Objective:
Can you collect and copy every line in the records below that contains the word "stone"? Case counts.

Records provided:
::::::
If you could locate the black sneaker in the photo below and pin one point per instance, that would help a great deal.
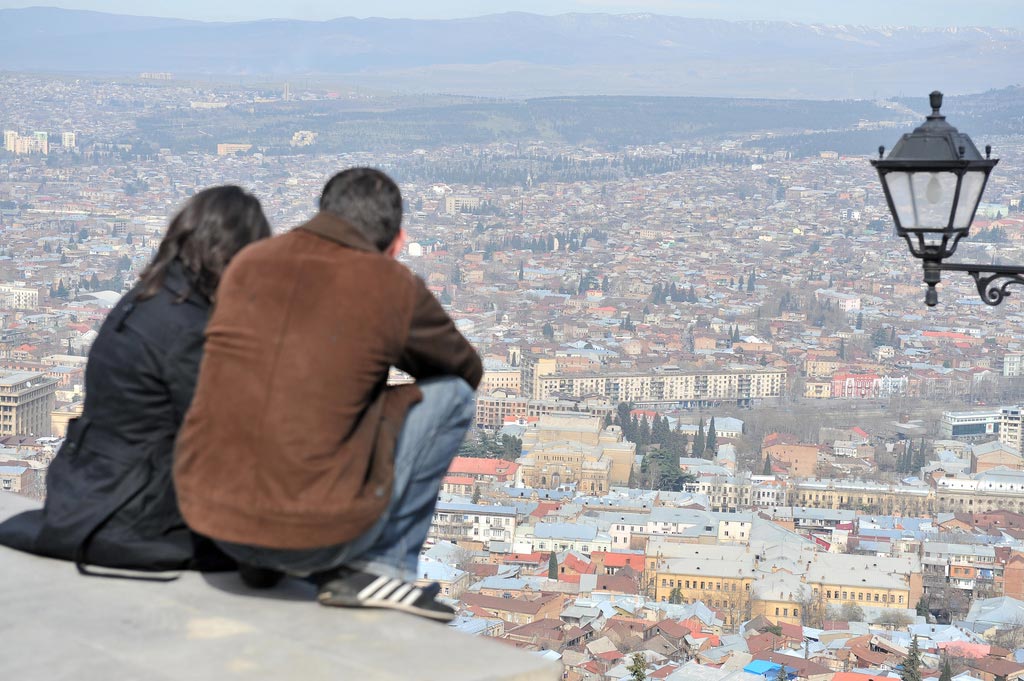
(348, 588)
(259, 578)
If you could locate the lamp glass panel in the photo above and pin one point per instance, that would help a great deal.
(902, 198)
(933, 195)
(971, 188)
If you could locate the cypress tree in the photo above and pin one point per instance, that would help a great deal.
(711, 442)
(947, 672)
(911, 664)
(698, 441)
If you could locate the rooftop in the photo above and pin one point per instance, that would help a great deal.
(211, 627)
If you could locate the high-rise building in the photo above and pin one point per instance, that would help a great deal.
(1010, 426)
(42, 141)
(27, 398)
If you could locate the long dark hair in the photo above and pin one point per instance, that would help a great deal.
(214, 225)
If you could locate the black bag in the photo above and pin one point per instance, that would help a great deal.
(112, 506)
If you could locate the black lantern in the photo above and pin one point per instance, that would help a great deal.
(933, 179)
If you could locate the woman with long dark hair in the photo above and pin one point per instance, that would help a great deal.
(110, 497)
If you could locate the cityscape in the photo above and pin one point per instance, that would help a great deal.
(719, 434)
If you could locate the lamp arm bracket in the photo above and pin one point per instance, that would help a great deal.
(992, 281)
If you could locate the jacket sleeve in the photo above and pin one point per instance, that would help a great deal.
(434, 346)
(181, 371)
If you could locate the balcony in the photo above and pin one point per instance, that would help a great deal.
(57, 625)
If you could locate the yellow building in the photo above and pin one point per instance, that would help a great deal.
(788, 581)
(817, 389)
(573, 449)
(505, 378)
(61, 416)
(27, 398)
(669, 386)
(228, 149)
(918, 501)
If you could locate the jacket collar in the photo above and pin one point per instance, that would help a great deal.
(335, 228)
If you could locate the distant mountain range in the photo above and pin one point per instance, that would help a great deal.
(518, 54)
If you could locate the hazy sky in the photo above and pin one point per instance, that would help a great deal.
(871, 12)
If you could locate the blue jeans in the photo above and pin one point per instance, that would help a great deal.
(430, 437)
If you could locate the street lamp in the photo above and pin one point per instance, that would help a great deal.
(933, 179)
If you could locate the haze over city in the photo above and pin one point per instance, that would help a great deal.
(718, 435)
::::::
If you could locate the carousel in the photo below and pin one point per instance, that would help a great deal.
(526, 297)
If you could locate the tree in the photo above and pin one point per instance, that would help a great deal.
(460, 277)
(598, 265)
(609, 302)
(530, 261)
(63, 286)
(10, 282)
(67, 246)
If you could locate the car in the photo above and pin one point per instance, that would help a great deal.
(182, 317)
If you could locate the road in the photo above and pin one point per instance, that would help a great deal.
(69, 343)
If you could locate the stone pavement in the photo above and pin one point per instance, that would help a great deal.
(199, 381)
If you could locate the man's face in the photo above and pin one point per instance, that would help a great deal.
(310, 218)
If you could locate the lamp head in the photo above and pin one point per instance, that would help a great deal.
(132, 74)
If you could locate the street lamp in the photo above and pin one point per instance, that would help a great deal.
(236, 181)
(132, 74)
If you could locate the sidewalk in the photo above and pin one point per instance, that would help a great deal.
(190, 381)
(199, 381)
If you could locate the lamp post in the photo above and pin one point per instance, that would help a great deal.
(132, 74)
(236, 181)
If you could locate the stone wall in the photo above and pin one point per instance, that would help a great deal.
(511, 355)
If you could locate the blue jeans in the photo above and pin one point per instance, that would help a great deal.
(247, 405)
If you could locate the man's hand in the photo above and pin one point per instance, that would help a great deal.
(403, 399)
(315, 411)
::::::
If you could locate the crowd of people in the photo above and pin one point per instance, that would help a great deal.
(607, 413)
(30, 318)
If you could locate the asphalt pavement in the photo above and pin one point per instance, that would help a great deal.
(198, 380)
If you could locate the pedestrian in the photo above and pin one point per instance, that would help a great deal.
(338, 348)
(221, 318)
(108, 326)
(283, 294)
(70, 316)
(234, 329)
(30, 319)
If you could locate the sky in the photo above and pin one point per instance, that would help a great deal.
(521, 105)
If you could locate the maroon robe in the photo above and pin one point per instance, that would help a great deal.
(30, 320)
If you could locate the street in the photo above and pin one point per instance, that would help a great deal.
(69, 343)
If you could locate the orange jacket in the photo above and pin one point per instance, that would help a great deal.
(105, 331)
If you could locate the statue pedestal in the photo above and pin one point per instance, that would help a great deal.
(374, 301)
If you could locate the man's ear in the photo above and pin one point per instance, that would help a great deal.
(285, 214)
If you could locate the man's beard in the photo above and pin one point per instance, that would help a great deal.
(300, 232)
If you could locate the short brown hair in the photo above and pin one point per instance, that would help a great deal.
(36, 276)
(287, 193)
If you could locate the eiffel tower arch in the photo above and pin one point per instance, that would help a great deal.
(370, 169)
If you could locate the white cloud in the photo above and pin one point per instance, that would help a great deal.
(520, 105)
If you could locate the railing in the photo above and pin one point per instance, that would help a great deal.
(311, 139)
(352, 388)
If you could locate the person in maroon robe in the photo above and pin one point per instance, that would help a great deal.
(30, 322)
::::::
Result of the task:
If you could locate the stone pavement in the photo above and pin one point per instance, that would help a great deal.
If you could locate the stone wall in the photo above and pin one point per instance, that would help a great deal.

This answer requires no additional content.